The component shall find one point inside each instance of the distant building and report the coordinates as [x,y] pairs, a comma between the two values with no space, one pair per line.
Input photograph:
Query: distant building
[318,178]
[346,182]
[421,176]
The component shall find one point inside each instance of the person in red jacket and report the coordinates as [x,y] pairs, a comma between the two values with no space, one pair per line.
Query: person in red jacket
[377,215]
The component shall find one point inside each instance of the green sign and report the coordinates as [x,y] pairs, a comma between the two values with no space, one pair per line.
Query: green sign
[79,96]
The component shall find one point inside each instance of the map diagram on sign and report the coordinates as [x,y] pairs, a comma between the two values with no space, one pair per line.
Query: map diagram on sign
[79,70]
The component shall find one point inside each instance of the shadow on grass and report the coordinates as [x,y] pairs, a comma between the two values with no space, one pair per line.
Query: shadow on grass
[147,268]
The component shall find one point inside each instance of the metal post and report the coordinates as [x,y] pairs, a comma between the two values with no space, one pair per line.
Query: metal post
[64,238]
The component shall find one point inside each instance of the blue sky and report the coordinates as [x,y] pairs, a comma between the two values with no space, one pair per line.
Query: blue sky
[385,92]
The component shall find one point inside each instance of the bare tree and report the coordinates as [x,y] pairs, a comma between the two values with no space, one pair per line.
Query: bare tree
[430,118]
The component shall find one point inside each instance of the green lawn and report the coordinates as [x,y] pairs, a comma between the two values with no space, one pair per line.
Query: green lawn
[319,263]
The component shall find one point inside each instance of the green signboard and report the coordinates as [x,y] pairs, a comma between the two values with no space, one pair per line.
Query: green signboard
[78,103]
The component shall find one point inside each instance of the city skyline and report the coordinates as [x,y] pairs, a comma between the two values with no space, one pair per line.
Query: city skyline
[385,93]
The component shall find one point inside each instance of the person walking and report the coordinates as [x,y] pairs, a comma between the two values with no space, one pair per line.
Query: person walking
------------
• _Required work_
Could you give the lines from the one containing "of the city" through the end of the records as a JSON list of strings, with one string per line and blank lines left out?

• _Task output_
[
  "The component shall find one point inside each instance of the city skyline and report the coordinates as [x,y] pairs, a comma between the two values with no space, one pair per line.",
  "Query: city skyline",
  "[385,93]",
  "The component shall find one point inside each instance of the person walking and report the coordinates as [x,y] pairs, a comma between the two values with no space, one pair per line.",
  "Query: person walking"
]